_Stated problem_: Entries follow. Set all of them down as they stand.

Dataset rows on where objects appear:
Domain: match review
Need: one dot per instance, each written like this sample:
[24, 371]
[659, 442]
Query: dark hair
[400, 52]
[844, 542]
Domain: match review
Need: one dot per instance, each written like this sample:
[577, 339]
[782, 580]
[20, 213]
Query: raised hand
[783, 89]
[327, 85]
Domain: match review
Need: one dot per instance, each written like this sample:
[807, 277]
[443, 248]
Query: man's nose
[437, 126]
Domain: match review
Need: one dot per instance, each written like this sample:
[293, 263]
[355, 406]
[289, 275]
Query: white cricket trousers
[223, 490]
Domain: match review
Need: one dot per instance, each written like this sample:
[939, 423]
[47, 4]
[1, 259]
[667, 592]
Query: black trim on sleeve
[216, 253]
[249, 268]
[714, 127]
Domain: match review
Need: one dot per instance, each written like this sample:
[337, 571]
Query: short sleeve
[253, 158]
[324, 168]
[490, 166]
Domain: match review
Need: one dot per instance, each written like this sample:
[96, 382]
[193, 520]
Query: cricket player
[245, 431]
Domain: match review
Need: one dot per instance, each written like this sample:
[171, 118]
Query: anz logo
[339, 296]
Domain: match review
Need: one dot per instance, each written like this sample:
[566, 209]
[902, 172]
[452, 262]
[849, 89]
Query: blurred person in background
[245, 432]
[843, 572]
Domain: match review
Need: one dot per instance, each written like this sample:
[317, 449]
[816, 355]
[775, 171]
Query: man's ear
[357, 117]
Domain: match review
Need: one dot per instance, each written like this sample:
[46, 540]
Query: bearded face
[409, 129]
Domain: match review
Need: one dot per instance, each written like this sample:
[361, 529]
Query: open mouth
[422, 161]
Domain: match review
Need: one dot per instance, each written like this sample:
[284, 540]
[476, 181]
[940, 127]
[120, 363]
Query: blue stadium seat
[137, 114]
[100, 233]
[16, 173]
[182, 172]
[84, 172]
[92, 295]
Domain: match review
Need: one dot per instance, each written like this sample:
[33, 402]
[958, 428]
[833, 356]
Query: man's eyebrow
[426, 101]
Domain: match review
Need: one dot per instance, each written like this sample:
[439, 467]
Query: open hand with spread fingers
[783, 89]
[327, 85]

_Response to this exercise_:
Domain: match review
Need: one dot per instance, each written like this sample:
[24, 371]
[659, 442]
Query: dark hair
[400, 52]
[844, 542]
Domain: match review
Need: one dot per instance, each written like this sample:
[577, 339]
[782, 580]
[20, 213]
Query: raised hand
[783, 89]
[327, 85]
Domain: match review
Need: one dot per instance, each written like this sample:
[807, 277]
[443, 248]
Query: man's nose
[437, 126]
Domain: match review
Need: one dot per instance, each written like this sample:
[293, 263]
[355, 406]
[289, 275]
Query: white cricket trousers
[223, 490]
Domain: match review
Need: one dot per instance, each written like this sample:
[939, 423]
[47, 4]
[1, 259]
[667, 592]
Query: black trim on sleeve
[216, 253]
[249, 268]
[714, 127]
Domain: match review
Need: one dot per instance, each written like this sample:
[337, 571]
Query: short sleeve
[253, 158]
[324, 168]
[490, 166]
Domain: match review
Need: one dot per instance, each written like this sample:
[96, 382]
[193, 520]
Query: cricket player
[245, 431]
Domain: match review
Need: one dot per instance, each written like this sample:
[171, 118]
Query: anz logo
[339, 296]
Domain: match review
Need: one dot per instance, each written like this sample:
[566, 209]
[902, 172]
[452, 262]
[849, 89]
Query: blurred person in background
[245, 432]
[843, 572]
Domain: match review
Need: one dot per instance, each written like this sample:
[317, 449]
[816, 355]
[775, 171]
Query: man's ear
[357, 117]
Domain: match review
Need: one dot per instance, each written like this sample:
[46, 540]
Query: bearded face
[409, 129]
Domain: match review
Need: one dot per instance, each written like this sample:
[361, 529]
Query: open mouth
[422, 161]
Domain: match review
Need: one dot per instance, each written like this sample:
[284, 540]
[476, 181]
[940, 127]
[120, 363]
Query: blue stadium seat
[137, 114]
[100, 233]
[16, 173]
[182, 172]
[84, 172]
[92, 295]
Domain: match review
Need: one dot per instance, each written like this sample:
[33, 402]
[958, 428]
[833, 356]
Query: man's eyebrow
[426, 101]
Domain: match review
Need: one dot per instance, each written like this sample:
[439, 467]
Query: open hand with spread fingers
[783, 89]
[327, 85]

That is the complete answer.